- _Stored records_
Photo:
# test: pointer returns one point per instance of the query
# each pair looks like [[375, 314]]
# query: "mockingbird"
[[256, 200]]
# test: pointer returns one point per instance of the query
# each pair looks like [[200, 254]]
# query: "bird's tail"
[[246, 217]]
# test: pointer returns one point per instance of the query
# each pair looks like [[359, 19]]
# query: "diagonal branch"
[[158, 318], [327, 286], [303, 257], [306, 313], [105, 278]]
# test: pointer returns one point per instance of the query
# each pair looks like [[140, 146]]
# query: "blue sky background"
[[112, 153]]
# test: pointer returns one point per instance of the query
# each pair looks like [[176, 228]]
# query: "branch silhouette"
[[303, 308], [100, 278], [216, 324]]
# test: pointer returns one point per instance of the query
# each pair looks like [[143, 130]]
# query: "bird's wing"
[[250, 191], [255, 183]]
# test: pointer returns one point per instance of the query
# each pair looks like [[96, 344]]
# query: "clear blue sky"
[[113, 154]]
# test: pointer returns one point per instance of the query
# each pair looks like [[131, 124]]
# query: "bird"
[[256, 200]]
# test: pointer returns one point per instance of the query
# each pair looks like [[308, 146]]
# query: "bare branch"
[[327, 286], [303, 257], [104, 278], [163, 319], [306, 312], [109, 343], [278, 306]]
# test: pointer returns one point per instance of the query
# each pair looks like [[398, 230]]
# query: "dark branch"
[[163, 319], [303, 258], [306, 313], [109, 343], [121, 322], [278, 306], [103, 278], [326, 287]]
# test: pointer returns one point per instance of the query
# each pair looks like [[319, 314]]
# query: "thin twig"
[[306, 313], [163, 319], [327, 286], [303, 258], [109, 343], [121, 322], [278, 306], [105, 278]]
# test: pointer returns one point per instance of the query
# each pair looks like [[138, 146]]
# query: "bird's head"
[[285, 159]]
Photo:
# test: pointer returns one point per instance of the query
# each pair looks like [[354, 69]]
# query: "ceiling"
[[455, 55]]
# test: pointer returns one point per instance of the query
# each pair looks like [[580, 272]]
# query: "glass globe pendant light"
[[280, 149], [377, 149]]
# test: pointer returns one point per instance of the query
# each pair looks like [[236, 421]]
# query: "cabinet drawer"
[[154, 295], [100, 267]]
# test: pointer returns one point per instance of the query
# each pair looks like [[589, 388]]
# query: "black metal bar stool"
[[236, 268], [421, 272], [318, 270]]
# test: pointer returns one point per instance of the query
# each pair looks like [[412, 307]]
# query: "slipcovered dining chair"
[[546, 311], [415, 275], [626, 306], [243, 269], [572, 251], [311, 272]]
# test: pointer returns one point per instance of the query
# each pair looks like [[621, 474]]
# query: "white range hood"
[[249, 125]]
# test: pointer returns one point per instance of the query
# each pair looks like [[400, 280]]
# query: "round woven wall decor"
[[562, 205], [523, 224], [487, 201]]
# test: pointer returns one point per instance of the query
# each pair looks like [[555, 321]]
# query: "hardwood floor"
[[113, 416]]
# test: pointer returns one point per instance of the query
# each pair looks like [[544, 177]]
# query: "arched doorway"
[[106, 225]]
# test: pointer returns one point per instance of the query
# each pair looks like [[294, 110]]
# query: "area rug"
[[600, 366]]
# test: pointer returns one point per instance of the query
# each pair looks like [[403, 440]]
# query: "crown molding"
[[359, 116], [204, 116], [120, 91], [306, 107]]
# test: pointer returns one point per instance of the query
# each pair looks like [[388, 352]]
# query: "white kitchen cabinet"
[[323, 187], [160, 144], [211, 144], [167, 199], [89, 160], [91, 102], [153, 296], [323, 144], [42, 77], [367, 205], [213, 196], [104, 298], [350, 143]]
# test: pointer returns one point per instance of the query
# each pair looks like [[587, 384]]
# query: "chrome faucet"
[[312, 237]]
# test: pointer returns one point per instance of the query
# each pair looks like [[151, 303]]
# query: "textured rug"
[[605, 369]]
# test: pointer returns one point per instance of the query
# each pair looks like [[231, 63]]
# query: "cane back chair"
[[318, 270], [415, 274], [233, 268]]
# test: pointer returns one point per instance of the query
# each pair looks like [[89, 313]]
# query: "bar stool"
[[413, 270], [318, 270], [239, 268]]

- _Exercise goal_
Please write out the records from above, keeping every line exact.

- _Result of the task_
Photo:
# test: pointer returns one point per instance of the query
# each pair looks like [[375, 314]]
# query: "mockingbird"
[[256, 200]]
# test: pointer returns one point per instance of the query
# each pair looks like [[200, 254]]
# query: "bird's tail"
[[246, 217]]
# test: pointer returns one point per instance of the query
# each pair looks like [[359, 19]]
# query: "diagonal branch"
[[158, 318], [327, 286], [303, 257], [306, 313], [105, 278]]
# test: pointer returns one point per instance of the query
# each pair looks like [[140, 146]]
# query: "blue sky background"
[[112, 153]]
# test: pointer returns one point per instance of the query
# each pair looks like [[176, 228]]
# query: "branch silhouette"
[[303, 308], [100, 278], [216, 324]]
# test: pointer returns one point per instance of the query
# each pair looks like [[143, 130]]
# query: "bird's wing"
[[250, 191], [255, 183]]
# test: pointer returns one point per instance of the query
# each pair looks like [[96, 344]]
# query: "clear blue sky"
[[113, 154]]
# test: pointer returns one point per instance of the query
# each pair looks like [[131, 124]]
# query: "bird"
[[256, 200]]
# test: pointer returns one point per instance of the query
# each pair looks like [[308, 146]]
# query: "bare branch"
[[327, 286], [303, 257], [104, 278], [163, 319], [306, 312], [109, 343], [278, 306]]
# test: pointer returns one point per instance of the query
# each pair looks like [[398, 230]]
# query: "dark branch"
[[163, 319], [303, 258], [306, 313], [109, 343], [121, 322], [278, 306], [103, 278], [326, 287]]
# test: pointer returns one point per instance of the query
# each pair looks like [[319, 314]]
# query: "thin twig"
[[306, 313], [163, 319], [327, 286], [303, 258], [109, 343], [121, 322], [278, 306], [105, 278]]
# test: pointer returns one point per instance of the query
# each pair looks like [[138, 146]]
# query: "bird's head"
[[285, 159]]
Photo:
# test: pointer returns one point per instance of the query
# each pair looks like [[354, 69]]
# query: "ceiling"
[[455, 55]]
# test: pointer returns one point per instance of the query
# each pair looks like [[580, 272]]
# query: "glass globe pendant light"
[[280, 149], [377, 149]]
# test: pointer returns one point per instance of the query
# each pair looks like [[236, 421]]
# query: "cabinet drawer"
[[154, 295], [100, 267]]
# test: pointer returns one point per instance of the query
# each pair looks like [[589, 388]]
# query: "black metal bar stool"
[[236, 268], [421, 272], [318, 270]]
# test: pointer returns one point per instance of the query
# each pair looks like [[412, 307]]
# query: "slipcovered dining chair"
[[546, 311], [415, 275], [626, 306], [243, 269], [572, 251], [311, 272]]
# test: pointer returns one point per instance of the query
# each pair looks like [[621, 474]]
# query: "white range hood"
[[249, 125]]
# test: pointer returns one point per instance of the query
# each pair looks like [[400, 280]]
# query: "round woven wall decor"
[[562, 205], [523, 224], [487, 201]]
# test: pointer returns one point per instance of the query
# each pair looks like [[555, 321]]
# query: "hardwood floor"
[[113, 416]]
# test: pointer returns one point per instance of the query
# each pair looks like [[544, 177]]
# query: "arched doorway"
[[106, 225]]
# test: pointer returns one point per instance of the query
# each pair looks like [[294, 110]]
# query: "area rug"
[[600, 366]]
# test: pointer returns one point per instance of the query
# each pair looks like [[403, 440]]
# query: "crown molding"
[[359, 116], [204, 116], [120, 91], [306, 107]]
# test: pointer returns one point per instance of the query
# each pair looks like [[388, 352]]
# query: "white kitchen cabinet"
[[323, 187], [160, 144], [211, 144], [167, 199], [89, 160], [91, 102], [153, 296], [323, 144], [42, 77], [367, 205], [213, 196], [104, 298], [350, 143]]
# test: pointer returns one point per instance of the query
# each pair looks like [[587, 384]]
# query: "chrome faucet"
[[312, 237]]
# test: pointer returns one point per instance of the query
# each pair looks like [[151, 303]]
# query: "textured rug"
[[605, 369]]
# test: pointer returns one point per instance of the query
# each pair looks like [[231, 63]]
# query: "cane back chair"
[[318, 270], [415, 274], [233, 268]]
# test: pointer returns one point per instance of the query
# each pair looks like [[89, 313]]
# query: "bar stool"
[[413, 270], [318, 270], [239, 268]]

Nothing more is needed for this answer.